Data records Block Start

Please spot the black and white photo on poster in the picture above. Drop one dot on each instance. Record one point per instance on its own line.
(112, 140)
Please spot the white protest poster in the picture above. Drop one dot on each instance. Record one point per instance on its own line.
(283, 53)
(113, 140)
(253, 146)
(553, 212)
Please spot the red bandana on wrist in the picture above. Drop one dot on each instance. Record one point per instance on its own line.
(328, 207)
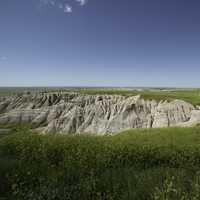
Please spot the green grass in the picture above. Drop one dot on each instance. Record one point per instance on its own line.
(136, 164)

Data records Block End
Data records Block Start

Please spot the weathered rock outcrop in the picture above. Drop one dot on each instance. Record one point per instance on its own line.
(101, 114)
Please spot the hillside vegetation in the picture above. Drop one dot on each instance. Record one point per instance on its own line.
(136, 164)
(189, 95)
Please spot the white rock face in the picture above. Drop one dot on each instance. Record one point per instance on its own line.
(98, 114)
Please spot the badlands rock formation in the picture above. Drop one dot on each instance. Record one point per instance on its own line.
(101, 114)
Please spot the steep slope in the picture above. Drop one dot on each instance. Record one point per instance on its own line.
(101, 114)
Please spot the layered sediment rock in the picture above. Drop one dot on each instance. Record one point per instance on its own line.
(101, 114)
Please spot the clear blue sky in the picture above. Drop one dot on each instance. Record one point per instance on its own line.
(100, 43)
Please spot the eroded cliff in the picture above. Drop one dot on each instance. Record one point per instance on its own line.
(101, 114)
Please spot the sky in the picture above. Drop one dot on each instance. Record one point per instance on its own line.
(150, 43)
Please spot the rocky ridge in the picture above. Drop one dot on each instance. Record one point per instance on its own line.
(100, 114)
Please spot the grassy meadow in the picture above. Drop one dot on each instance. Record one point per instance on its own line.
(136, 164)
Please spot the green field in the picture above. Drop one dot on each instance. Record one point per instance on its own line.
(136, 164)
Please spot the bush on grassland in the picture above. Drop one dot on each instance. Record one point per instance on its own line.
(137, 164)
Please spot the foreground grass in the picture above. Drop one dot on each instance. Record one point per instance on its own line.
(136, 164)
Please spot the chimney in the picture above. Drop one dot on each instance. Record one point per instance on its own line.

Data records Block End

## Try it
From the line that has "Please spot the bush" through the line that has "Please spot the chimney", copy every line exactly as it appears above, and leave out all others.

## Task output
Please spot the bush on grassland in the picture above. Drop one dot on each instance. Record one point per instance on its own line.
(137, 164)
Please spot the foreground grass in the picture above. Drop one dot on each instance. Record one point per instance on its own line.
(136, 164)
Please spot the chimney in the picture above. Drop one dot on each instance. Record one point per instance on its own line.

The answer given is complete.